→ Excerpts from a pointing dataset
===============

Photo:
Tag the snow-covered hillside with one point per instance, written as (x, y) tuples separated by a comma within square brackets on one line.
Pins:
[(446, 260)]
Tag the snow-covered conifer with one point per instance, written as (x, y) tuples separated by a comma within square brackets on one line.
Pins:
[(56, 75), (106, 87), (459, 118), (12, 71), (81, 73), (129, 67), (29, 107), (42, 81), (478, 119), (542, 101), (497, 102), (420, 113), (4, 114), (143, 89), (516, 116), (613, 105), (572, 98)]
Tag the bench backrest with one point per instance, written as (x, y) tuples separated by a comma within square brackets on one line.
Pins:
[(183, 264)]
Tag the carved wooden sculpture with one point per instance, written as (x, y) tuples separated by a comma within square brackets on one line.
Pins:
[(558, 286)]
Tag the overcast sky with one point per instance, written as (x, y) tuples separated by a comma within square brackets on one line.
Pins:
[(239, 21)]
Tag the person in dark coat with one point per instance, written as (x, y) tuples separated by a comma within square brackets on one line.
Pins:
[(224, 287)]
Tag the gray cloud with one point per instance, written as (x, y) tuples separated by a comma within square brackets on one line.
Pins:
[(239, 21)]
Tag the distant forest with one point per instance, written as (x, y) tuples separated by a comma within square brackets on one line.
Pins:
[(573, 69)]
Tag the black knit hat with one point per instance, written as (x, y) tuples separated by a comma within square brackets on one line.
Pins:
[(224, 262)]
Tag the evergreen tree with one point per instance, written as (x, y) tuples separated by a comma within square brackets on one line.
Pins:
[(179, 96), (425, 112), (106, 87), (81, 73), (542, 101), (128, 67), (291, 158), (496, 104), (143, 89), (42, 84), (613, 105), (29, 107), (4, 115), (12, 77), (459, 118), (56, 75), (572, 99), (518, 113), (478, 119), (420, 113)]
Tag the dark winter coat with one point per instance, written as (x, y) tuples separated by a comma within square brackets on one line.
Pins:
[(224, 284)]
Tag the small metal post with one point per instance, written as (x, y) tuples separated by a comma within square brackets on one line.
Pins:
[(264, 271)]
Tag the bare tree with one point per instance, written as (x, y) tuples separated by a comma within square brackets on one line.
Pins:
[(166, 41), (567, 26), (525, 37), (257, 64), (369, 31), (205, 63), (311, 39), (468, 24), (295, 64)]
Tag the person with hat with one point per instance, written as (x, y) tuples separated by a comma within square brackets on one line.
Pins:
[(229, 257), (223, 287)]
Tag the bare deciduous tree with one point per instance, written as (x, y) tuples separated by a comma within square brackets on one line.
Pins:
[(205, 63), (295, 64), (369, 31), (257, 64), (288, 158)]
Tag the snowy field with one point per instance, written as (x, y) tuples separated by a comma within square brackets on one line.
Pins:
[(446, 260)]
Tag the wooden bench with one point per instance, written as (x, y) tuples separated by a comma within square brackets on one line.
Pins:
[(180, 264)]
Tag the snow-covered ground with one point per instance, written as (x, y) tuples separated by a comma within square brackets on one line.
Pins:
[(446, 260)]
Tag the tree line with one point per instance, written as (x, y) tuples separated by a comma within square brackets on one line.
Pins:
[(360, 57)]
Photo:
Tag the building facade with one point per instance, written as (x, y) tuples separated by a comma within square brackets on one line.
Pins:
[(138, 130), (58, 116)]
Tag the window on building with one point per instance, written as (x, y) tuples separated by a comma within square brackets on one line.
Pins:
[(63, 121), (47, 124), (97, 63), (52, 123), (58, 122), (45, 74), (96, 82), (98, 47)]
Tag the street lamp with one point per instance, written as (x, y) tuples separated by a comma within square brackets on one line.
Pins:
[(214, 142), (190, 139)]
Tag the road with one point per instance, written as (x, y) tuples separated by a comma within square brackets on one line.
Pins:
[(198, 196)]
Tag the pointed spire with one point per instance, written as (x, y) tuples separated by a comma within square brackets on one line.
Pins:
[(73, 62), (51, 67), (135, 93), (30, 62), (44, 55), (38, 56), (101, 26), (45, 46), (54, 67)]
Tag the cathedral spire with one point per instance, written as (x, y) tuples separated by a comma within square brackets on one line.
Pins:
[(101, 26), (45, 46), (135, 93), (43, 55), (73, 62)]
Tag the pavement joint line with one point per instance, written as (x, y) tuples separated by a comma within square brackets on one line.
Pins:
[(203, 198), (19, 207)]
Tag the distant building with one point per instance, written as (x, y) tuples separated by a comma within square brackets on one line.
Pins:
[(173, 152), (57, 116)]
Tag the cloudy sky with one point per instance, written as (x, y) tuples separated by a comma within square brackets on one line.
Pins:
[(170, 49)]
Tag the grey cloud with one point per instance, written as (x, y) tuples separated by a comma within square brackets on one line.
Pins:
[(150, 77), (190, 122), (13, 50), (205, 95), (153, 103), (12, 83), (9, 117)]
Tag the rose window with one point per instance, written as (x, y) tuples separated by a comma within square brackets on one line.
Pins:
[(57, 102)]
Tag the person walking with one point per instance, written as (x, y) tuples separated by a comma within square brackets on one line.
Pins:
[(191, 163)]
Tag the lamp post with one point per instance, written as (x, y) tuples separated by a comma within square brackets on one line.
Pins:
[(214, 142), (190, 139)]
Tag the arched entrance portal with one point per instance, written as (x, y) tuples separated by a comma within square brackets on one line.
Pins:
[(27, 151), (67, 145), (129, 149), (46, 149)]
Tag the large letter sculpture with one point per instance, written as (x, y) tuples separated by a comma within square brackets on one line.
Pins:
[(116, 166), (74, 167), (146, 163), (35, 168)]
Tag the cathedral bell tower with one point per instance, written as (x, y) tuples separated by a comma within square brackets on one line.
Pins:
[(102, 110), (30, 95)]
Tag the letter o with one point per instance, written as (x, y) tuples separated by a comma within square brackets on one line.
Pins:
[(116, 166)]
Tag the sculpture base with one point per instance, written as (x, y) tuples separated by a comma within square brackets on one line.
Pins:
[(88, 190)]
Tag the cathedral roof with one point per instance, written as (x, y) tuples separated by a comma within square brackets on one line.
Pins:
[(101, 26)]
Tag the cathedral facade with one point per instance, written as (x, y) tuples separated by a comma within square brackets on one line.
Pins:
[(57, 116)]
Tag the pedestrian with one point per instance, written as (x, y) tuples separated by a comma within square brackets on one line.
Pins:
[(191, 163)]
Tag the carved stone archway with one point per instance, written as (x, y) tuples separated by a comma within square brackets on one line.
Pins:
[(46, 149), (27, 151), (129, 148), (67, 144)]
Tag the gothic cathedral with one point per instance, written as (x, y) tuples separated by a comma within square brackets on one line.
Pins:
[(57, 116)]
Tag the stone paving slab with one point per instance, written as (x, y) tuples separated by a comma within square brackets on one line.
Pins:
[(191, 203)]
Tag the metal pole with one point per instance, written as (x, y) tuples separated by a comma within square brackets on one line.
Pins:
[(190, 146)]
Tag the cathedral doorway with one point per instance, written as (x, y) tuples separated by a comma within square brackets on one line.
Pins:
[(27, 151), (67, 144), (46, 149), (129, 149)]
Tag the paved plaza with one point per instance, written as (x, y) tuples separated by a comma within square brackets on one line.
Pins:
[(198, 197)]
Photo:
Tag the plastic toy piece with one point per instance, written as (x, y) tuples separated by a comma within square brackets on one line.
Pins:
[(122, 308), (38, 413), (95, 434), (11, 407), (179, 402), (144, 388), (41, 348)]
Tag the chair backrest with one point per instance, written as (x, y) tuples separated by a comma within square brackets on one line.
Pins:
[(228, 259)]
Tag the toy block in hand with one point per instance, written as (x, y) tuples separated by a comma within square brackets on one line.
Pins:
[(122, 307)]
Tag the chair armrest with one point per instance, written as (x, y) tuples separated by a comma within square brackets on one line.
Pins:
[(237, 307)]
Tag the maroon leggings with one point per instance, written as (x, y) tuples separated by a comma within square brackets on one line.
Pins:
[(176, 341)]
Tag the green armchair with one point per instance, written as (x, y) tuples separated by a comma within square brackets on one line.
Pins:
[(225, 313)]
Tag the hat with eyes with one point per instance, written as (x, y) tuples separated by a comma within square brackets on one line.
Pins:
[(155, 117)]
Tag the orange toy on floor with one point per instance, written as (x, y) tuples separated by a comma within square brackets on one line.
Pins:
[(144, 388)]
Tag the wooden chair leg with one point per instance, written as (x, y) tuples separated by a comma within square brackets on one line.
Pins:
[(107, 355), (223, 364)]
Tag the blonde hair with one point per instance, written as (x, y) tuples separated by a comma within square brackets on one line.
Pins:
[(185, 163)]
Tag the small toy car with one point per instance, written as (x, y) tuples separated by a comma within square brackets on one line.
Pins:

===============

→ To be done
Can you return the entries word for word, starting at the very beginning and ending at the line containing "105), (572, 98)]", with that line included?

→ Task result
Photo:
Tag the snow-covered hillside with one point per instance, written as (x, y) tuples separated by a comma within square brackets on one line.
Pins:
[(446, 260)]
Tag the snow-covered conifer with one point per instance, written as (x, y) tuples separated by a comma within square brackets on one line.
Pins:
[(56, 75), (106, 87), (459, 118), (12, 71), (81, 73), (129, 67), (29, 107), (42, 81), (478, 119), (542, 101), (497, 102), (420, 113), (4, 114), (143, 89), (516, 116), (613, 105), (572, 98)]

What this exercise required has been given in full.